* Brief *
Update the records below by replacing "rough mask" with "coarse mask" wherever it occurs, and leave everything else unchanged. Omit the pictures from your answer.

• • • • •

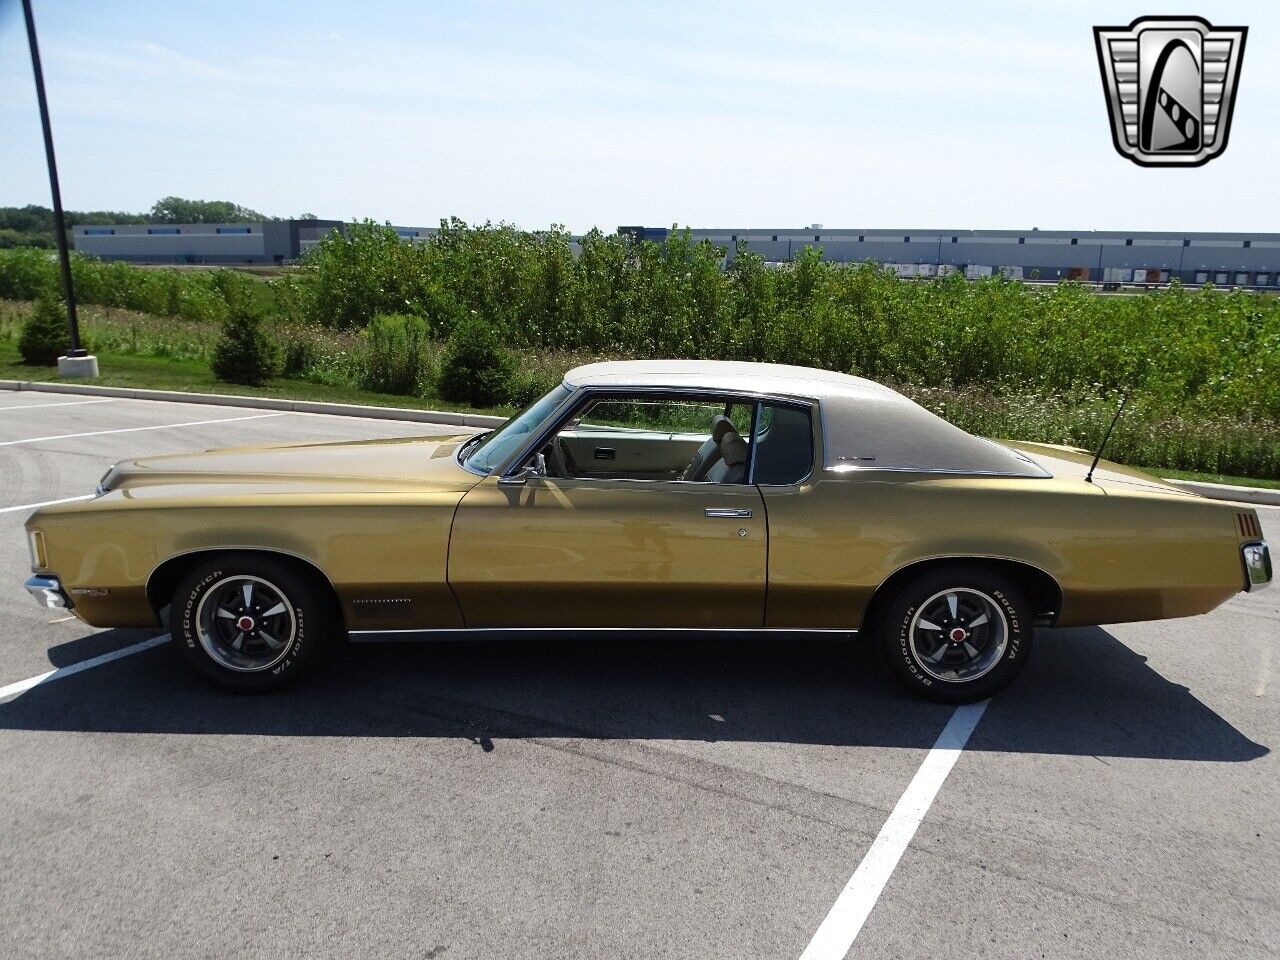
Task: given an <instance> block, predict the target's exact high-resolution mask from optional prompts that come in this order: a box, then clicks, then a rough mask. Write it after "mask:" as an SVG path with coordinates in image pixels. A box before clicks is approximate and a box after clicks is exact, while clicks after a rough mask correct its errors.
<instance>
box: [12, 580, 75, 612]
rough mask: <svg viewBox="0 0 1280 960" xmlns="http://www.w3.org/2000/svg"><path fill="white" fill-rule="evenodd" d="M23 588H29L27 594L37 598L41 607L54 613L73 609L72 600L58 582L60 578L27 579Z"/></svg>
mask: <svg viewBox="0 0 1280 960" xmlns="http://www.w3.org/2000/svg"><path fill="white" fill-rule="evenodd" d="M23 586H26V588H27V593H28V594H31V595H32V596H35V598H36V602H37V603H38V604H40V605H41V607H49V608H50V609H54V611H69V609H70V608H72V602H70V598H69V596H68V595H67V591H65V590H63V585H61V584H60V582H59V581H58V577H42V576H32V577H27V582H26V584H23Z"/></svg>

• • • • •

* Result of the task *
Task: given an <instance> block, predict the target's exact high-resolution mask from optional prompts that come in this order: a box, then clicks, then a coarse mask. Write it after "mask:" as an SVG path with coordinates in image pixels. A box before clicks is approximate and a box after clicks is exact, while clicks after a coarse mask correct its errors.
<instance>
box: [12, 580, 75, 612]
coarse mask: <svg viewBox="0 0 1280 960" xmlns="http://www.w3.org/2000/svg"><path fill="white" fill-rule="evenodd" d="M23 588H29L27 594L37 598L41 607L54 613L73 609L72 600L58 582L60 578L27 579Z"/></svg>
mask: <svg viewBox="0 0 1280 960" xmlns="http://www.w3.org/2000/svg"><path fill="white" fill-rule="evenodd" d="M23 586H26V588H27V593H28V594H31V595H32V596H35V598H36V602H37V603H38V604H40V605H41V607H49V608H50V609H54V611H69V609H70V608H72V602H70V598H69V596H68V595H67V591H65V590H63V585H61V584H60V582H59V581H58V577H42V576H32V577H27V582H26V584H23Z"/></svg>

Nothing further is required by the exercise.